▶ **EXERCISE BRIEF**
Tally the lines in the records below that contain the word "still": how many are there? Reply with the number alone.
——
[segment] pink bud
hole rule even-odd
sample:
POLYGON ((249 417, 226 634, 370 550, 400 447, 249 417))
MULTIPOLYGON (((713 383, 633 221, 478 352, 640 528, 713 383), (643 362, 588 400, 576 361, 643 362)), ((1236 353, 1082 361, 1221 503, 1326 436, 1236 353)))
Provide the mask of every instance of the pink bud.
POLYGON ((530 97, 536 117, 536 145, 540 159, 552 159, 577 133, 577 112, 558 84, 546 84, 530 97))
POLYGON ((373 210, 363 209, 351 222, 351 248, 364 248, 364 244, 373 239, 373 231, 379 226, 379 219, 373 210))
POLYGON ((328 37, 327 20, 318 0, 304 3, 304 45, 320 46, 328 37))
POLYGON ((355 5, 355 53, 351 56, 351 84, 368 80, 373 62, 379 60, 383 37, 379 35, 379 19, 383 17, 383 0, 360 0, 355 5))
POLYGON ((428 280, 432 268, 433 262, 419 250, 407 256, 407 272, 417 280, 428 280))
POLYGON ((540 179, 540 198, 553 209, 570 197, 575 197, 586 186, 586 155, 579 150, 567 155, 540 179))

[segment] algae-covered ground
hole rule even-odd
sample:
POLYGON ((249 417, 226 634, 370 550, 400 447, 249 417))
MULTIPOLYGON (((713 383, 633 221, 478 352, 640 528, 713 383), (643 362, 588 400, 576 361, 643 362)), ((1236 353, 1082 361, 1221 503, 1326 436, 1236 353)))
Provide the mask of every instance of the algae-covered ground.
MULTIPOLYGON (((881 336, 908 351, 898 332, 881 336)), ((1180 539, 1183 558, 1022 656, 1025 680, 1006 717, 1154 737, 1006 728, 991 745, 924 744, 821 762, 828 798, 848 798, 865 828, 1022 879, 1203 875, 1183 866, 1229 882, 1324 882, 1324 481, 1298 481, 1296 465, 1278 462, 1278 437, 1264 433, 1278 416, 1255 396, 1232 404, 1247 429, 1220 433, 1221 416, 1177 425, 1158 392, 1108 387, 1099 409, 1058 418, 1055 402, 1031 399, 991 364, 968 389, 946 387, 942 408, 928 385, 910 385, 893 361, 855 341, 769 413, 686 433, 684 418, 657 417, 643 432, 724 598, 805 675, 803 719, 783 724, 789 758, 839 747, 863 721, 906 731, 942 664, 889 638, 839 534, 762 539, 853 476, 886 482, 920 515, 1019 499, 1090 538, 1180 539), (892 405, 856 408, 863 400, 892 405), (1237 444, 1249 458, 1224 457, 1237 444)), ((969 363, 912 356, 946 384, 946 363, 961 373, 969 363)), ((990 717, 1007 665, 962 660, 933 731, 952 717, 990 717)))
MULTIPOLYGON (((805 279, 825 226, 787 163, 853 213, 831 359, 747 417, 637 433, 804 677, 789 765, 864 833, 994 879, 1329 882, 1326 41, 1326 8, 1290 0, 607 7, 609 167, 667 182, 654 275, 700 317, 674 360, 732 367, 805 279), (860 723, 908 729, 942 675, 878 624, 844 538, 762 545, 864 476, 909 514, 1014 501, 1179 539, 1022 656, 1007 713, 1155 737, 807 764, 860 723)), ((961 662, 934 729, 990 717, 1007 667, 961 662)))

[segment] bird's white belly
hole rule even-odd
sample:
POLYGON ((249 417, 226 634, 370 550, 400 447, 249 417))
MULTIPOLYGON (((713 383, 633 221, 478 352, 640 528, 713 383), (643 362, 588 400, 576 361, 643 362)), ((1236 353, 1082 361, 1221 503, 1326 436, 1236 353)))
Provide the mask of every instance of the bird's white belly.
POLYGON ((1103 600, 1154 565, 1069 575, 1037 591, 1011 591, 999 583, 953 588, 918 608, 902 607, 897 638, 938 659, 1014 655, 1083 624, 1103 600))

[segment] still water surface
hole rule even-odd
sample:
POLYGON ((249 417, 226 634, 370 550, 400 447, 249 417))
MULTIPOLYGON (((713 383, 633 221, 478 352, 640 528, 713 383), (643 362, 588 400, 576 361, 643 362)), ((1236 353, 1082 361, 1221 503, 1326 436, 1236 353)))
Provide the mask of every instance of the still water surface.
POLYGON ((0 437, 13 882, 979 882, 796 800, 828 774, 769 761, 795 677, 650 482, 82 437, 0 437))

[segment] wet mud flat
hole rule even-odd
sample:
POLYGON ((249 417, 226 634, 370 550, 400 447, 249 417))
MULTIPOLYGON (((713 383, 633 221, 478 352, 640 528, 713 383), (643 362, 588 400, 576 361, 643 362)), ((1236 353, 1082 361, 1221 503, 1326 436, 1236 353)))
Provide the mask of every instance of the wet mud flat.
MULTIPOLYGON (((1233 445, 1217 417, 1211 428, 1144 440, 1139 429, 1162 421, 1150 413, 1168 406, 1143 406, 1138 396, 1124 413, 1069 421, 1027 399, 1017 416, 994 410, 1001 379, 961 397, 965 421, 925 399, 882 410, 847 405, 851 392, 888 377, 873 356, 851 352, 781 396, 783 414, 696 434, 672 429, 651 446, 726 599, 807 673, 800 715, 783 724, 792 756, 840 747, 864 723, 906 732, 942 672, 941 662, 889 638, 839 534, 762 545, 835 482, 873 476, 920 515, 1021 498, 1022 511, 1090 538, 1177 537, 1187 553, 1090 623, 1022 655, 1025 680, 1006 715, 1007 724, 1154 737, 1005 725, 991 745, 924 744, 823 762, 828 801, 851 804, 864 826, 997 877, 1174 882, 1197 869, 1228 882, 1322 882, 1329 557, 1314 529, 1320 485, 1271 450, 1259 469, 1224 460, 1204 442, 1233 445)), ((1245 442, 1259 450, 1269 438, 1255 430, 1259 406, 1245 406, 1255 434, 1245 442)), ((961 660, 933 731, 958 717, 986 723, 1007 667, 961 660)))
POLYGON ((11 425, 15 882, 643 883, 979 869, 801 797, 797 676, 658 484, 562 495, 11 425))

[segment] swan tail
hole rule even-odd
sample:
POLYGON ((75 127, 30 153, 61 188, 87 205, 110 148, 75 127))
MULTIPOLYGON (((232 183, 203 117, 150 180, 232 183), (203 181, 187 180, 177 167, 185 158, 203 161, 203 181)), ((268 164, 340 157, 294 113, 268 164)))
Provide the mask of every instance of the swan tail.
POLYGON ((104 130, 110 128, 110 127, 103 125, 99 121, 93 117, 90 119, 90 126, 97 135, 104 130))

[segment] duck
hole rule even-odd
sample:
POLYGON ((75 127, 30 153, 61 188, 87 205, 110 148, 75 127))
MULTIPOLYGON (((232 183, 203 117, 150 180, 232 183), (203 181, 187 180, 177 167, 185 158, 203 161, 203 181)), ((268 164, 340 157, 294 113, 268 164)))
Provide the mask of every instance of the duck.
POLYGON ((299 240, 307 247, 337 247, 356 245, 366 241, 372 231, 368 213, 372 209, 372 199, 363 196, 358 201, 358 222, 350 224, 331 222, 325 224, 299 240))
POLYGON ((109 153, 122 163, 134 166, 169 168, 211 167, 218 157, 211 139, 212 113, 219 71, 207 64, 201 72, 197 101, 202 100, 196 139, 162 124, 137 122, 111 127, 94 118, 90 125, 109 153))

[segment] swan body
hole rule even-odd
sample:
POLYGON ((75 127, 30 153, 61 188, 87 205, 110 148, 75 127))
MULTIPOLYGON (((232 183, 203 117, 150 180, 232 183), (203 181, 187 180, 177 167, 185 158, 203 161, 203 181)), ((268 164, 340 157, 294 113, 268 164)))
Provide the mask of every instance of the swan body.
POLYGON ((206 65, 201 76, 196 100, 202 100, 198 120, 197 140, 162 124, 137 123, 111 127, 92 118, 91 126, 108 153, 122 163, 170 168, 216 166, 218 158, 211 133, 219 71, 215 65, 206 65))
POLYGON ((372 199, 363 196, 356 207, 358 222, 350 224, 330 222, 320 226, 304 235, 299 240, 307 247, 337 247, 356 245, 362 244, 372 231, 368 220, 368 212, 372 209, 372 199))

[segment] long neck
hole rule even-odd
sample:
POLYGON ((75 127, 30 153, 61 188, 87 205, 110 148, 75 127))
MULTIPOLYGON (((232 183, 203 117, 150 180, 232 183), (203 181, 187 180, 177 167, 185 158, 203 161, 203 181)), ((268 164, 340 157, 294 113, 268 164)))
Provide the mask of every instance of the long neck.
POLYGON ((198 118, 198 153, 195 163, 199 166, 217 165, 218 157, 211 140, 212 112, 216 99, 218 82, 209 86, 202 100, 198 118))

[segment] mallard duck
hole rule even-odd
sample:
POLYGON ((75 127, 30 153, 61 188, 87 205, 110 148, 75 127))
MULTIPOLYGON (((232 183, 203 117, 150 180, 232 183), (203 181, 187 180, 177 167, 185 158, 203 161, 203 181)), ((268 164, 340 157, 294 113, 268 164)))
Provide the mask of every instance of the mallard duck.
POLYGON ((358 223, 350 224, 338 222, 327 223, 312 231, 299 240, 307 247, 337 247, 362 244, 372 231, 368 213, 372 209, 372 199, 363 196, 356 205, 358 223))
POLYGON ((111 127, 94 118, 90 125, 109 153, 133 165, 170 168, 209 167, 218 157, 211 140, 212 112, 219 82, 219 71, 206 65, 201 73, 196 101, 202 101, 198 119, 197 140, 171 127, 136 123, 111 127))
——
▶ **EXPECTED ANSWER**
2